#### Task goal
Rewrite every line of the records below, including the requests, and scale each coordinate in the answers by 2.15, rounding to the nearest whole number with halves rounded up. Leave the requests unchanged.

Dataset records on where objects are located:
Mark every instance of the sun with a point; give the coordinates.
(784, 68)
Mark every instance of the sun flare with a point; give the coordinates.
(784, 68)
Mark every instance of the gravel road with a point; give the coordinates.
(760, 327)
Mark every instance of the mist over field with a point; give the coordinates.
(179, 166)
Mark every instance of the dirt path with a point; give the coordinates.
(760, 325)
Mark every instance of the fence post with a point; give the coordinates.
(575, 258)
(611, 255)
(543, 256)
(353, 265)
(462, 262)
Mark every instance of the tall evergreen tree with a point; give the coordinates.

#### Task answer
Mark every instance of the sun with a point; give the coordinates.
(1686, 146)
Mark every instance of the sun flare with a point; give the coordinates.
(1686, 146)
Mark every instance of the gravel road with a point; give the coordinates.
(1634, 703)
Mark every instance of the mist over field with a point; give the coordinates.
(385, 357)
Mark every instance of the dirt path with a point; give the coordinates.
(1634, 699)
Mark every instance of the fence post with a point; give the coordinates.
(1236, 555)
(1314, 548)
(1167, 550)
(759, 570)
(993, 563)
Mark every instance of the tall evergreen tree with a point; give the coordinates.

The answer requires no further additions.